-- BEGIN --

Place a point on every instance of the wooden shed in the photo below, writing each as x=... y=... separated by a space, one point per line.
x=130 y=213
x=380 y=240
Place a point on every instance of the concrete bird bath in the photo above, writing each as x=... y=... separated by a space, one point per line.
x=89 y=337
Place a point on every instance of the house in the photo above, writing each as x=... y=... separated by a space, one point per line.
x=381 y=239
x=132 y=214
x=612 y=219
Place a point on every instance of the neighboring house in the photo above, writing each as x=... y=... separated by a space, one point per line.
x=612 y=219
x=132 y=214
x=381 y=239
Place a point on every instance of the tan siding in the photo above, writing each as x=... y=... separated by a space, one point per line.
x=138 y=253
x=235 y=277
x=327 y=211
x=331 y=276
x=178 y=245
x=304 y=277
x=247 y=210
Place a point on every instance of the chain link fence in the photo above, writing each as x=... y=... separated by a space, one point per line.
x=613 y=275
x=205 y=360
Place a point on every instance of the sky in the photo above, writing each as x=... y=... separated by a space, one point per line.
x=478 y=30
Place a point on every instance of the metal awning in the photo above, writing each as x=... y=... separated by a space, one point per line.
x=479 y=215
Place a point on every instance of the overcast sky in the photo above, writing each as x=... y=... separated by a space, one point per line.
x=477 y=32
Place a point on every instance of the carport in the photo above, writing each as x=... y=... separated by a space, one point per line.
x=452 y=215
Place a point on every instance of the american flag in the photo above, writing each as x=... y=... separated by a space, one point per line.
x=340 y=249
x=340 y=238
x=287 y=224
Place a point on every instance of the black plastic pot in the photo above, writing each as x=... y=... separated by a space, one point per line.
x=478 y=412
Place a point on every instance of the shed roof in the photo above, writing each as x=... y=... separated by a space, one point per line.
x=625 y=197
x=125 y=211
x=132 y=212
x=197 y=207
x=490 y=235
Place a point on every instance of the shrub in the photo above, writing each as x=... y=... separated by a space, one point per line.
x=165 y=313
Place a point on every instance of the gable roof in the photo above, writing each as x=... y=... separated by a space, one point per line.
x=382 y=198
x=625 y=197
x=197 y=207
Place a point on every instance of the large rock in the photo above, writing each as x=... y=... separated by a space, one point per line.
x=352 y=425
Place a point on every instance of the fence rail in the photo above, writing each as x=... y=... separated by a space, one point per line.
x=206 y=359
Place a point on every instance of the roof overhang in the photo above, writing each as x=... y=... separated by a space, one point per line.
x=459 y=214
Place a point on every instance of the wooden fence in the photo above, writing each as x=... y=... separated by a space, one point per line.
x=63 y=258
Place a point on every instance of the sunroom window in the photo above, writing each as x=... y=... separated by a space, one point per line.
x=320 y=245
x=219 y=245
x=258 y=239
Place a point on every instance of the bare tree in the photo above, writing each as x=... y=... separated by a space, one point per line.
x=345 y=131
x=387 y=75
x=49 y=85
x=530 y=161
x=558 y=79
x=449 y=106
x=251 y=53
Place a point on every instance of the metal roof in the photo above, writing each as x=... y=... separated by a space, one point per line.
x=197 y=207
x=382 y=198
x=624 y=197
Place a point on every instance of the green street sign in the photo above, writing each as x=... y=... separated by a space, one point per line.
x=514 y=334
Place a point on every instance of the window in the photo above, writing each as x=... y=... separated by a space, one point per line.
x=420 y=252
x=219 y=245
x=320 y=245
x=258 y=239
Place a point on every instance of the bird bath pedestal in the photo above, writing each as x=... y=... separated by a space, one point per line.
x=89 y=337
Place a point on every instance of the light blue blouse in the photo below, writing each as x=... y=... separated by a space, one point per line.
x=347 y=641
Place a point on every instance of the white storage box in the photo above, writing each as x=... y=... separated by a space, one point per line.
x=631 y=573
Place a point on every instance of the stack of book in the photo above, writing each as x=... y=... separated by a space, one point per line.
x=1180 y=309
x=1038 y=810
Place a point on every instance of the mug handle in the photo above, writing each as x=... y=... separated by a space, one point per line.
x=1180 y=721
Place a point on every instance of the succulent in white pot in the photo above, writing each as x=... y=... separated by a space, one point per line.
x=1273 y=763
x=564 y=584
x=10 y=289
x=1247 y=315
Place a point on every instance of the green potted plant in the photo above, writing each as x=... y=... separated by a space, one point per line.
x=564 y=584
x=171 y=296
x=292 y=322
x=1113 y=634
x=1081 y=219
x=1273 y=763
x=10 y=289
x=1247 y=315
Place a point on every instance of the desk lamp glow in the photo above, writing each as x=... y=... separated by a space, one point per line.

-- END --

Task statement: Can you give every line of the data above as a numbered list, skipping any blank lines?

Output below:
1. Place a point on every instance of the wooden shed in the photo below, writing each as x=... y=... separated by a space, one point per line.
2. x=130 y=213
3. x=380 y=240
4. Place a point on every instance of the concrete bird bath in the photo above, writing each as x=... y=... separated by a space, one point per line.
5. x=89 y=337
6. Place a point on every instance of the house in the photo above, writing each as x=... y=... separated by a space, one point per line.
7. x=381 y=239
8. x=132 y=214
9. x=612 y=219
10. Place a point on every instance of the neighboring house in the photo above, writing each as x=... y=... separated by a space, one point per line.
11. x=612 y=219
12. x=132 y=214
13. x=381 y=239
14. Place a point on every instance of the tan siding in the photo above, writing each as x=... y=... separated by a space, one point per line.
15. x=138 y=253
16. x=235 y=277
17. x=327 y=211
18. x=331 y=276
19. x=178 y=245
20. x=304 y=277
21. x=247 y=210
22. Place a point on every instance of the chain link fence in the photo above, writing each as x=... y=... separated by a space, one point per line.
23. x=613 y=275
24. x=205 y=360
25. Place a point on every instance of the sky in the photo above, writing each as x=... y=... separated by a space, one point per line.
26. x=478 y=30
27. Place a point on every instance of the metal awning in the photo above, writing each as x=... y=... separated by a space, one point per line.
28. x=479 y=215
29. Place a point on every instance of the overcast sky in the photo above, writing each as x=... y=... separated by a space, one point per line.
30. x=477 y=32
31. Place a point on every instance of the carport in the photo above, writing each as x=... y=... separated by a space, one point per line.
32. x=452 y=215
33. Place a point on every instance of the american flag in the photo above, writing each as x=... y=... separated by a space, one point per line.
34. x=340 y=249
35. x=340 y=238
36. x=287 y=224
37. Place a point on every instance of the black plastic pot in the photo above, writing each as x=... y=... separated by a space, one point per line.
38. x=478 y=412
39. Place a point on every instance of the shed roof in the photo above, writing each as x=... y=... separated by a space, one point per line.
40. x=625 y=197
41. x=125 y=211
42. x=132 y=212
43. x=197 y=207
44. x=490 y=235
45. Place a point on every instance of the shrub in the photo above, writing each as x=... y=... separated by a space, one point per line.
46. x=165 y=313
47. Place a point on every instance of the gable roof in the photo above, writing each as x=... y=... separated by a space, one point per line.
48. x=382 y=198
49. x=625 y=197
50. x=197 y=207
51. Place a point on every instance of the large rock in the photo above, writing each as x=... y=... separated by a space, one point per line.
52. x=352 y=425
53. Place a point on every instance of the fence rail in the photo above, writing each as x=... y=... separated by a space, one point per line.
54. x=206 y=359
55. Place a point on every instance of the roof overhang in the photo above, writing each as x=... y=... separated by a space, one point per line.
56. x=459 y=214
57. Place a point on every instance of the wooden fence in the photo above, writing each as x=... y=... separated by a space, one point per line.
58. x=63 y=258
59. Place a point on every instance of the sunroom window in the photo above, writing each as x=... y=... separated by a space, one point per line.
60. x=320 y=245
61. x=219 y=245
62. x=258 y=239
63. Place a point on every instance of the bare tree in the photo above, writing each as x=... y=... separated by a space, one point per line.
64. x=345 y=131
65. x=387 y=75
66. x=49 y=85
67. x=530 y=161
68. x=558 y=79
69. x=449 y=106
70. x=251 y=53
71. Place a point on every instance of the metal roof in the photo above, writing each as x=... y=... separated by a space, one point per line.
72. x=197 y=207
73. x=382 y=198
74. x=624 y=197
75. Place a point on every instance of the green street sign in the photo above, writing each as x=... y=... separated by a space, one point per line.
76. x=514 y=334
77. Place a point on every instance of the window in the photo above, writing each as x=... y=... separated by a space, one point per line.
78. x=420 y=252
79. x=219 y=245
80. x=320 y=245
81. x=258 y=239
82. Place a point on every instance of the bird bath pedestal in the photo above, writing each as x=... y=... separated by a space, one point per line.
83. x=89 y=337
84. Place a point on every instance of the light blue blouse in the photo below, writing each as x=... y=... separated by a space, one point per line.
85. x=347 y=641
86. Place a point on every instance of the white storage box in the photo above, writing each as x=... y=... separated by a space, one point per line.
87. x=631 y=573
88. Place a point on every instance of the stack of book in the photo above, writing each as x=... y=... separated by a space, one point per line.
89. x=1180 y=309
90. x=1038 y=810
91. Place a point on every instance of the mug handle in the photo above, writing each as x=... y=... separated by a space, one point per line.
92. x=1180 y=721
93. Place a point on every instance of the succulent in white pot in the photo above, writing each as x=... y=... separated by a space, one point per line.
94. x=1273 y=763
95. x=564 y=584
96. x=10 y=289
97. x=1247 y=315
98. Place a point on every instance of the green potted plant in the photo above, writing each as x=... y=... separated by a space, one point per line.
99. x=564 y=584
100. x=171 y=296
101. x=292 y=322
102. x=1113 y=634
103. x=1081 y=219
104. x=1273 y=763
105. x=10 y=289
106. x=1247 y=315
107. Place a point on every instance of the desk lamp glow in the photo above, writing each as x=... y=... separated by a space, one point per line.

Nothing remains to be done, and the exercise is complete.